== Task brief ==
Copy out every one of the entries below word for word, leaving out the pictures.

== Supplied data ==
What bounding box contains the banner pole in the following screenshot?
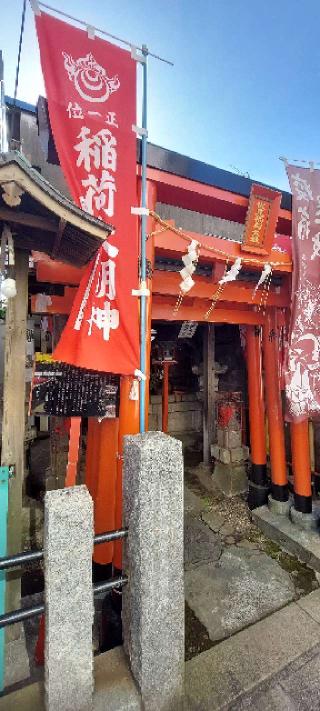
[139,45,148,432]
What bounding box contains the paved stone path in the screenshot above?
[186,590,320,711]
[185,487,302,644]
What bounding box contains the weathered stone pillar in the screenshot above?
[123,432,184,711]
[44,486,93,711]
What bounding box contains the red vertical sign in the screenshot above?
[36,12,139,374]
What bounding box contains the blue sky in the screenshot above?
[0,0,320,188]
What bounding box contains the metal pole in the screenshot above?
[35,0,173,67]
[0,467,9,691]
[140,45,148,432]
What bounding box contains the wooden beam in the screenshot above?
[152,269,291,308]
[0,207,59,232]
[203,323,215,465]
[152,296,265,326]
[1,249,29,639]
[154,227,292,273]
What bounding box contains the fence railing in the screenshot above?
[0,528,128,629]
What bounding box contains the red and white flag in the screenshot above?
[285,165,320,422]
[36,12,139,375]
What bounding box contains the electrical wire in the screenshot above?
[13,0,27,106]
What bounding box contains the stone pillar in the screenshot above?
[44,486,93,711]
[123,432,184,711]
[246,326,269,509]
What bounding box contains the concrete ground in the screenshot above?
[185,466,318,660]
[0,465,320,711]
[0,590,320,711]
[185,590,320,711]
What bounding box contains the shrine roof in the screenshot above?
[0,151,113,266]
[6,96,291,211]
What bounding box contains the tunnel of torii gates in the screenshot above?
[32,174,312,568]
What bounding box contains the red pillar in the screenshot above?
[113,375,139,570]
[145,180,157,432]
[162,360,171,432]
[93,418,119,565]
[263,310,288,501]
[246,326,268,509]
[290,420,312,513]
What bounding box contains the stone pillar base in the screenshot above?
[290,506,319,531]
[212,462,248,496]
[268,494,291,516]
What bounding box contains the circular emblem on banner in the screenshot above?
[62,52,120,104]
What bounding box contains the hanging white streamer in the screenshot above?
[219,257,242,284]
[252,263,272,298]
[179,239,199,294]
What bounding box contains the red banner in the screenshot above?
[241,185,281,254]
[285,165,320,422]
[36,12,139,375]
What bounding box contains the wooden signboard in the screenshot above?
[241,185,281,255]
[31,354,119,419]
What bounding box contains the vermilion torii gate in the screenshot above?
[33,166,312,556]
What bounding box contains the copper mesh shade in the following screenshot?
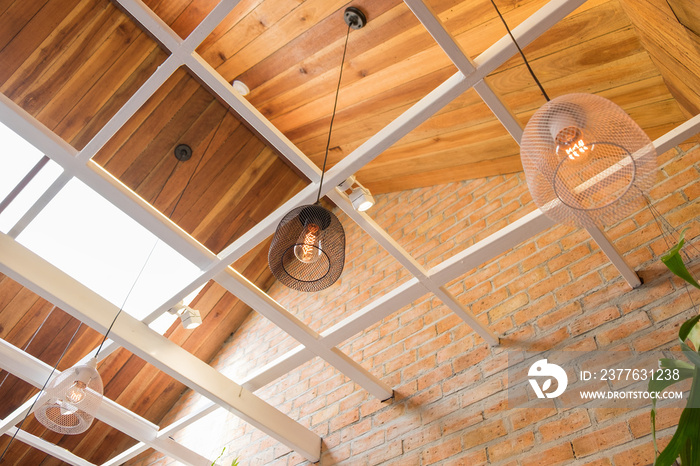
[34,358,103,434]
[520,94,656,226]
[268,204,345,291]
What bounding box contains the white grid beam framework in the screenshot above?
[0,0,700,465]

== Complete output ==
What bounding box contains the banner pole in the following screenshot?
[139,45,148,432]
What bounding box contains the paved stone path in the screenshot above?
[186,590,320,711]
[185,487,302,644]
What bounding box contains the weathered stone pillar in the screenshot above?
[123,432,184,711]
[44,486,93,711]
What bounding box contains the red vertical sign in the screenshot above?
[36,12,139,374]
What bounding box contains the blue sky in the screenshot above?
[0,0,320,188]
What bounding box contains the metal pole in the screenshot above?
[35,0,173,67]
[0,467,9,691]
[140,45,148,432]
What bounding box contains the wooden beam in the screenshot above?
[152,269,291,308]
[0,207,59,232]
[203,323,215,465]
[152,296,265,326]
[1,249,29,639]
[154,227,292,273]
What bounding box contains the fence railing in the screenshot above?
[0,528,128,629]
What bounding box contains the red and white flag in the screenshot above?
[285,165,320,422]
[36,12,139,375]
What bounding box contains the electrical wire in the screenshot above?
[13,0,27,106]
What bounding box contains the stone pillar in the screenshot above?
[44,486,93,711]
[123,432,184,711]
[246,326,269,509]
What bounding box contains the concrete ground in the screenshot above?
[185,466,318,660]
[0,465,320,711]
[0,590,320,711]
[185,590,320,711]
What bounding box contains the shrine roof in the screenshot above?
[0,151,113,266]
[6,96,291,211]
What bounding box contains the tunnel of torii gates in the screenshot above?
[32,174,312,568]
What bounding box contains the red pillar in the screenshot above?
[113,375,139,570]
[145,180,157,432]
[162,360,171,432]
[93,418,119,565]
[263,310,288,501]
[246,326,268,509]
[290,420,312,513]
What bounding box contains the stone pillar base in the screenshot above?
[290,506,319,531]
[212,462,248,496]
[268,494,291,516]
What bounding box contains the circular emblem on banner in the screenshot above?
[62,52,120,104]
What bounding box contains the hanging white streamer in the screenshot above?
[219,257,242,284]
[252,263,272,298]
[179,239,199,294]
What bounding box contains the red banner in the screenshot above?
[241,185,281,254]
[285,165,320,422]
[36,12,139,375]
What bounding box contains the wooden signboard in the screenshot above?
[241,185,281,255]
[31,354,119,419]
What bounding box contains the vermilion torii gate in the screenshot above?
[33,166,312,556]
What bounding box contains the copper mesh shade in the following screenshot?
[34,358,103,434]
[520,94,656,226]
[268,204,345,291]
What bounding box contains the white grid beam framework in the screenshot above?
[0,0,700,465]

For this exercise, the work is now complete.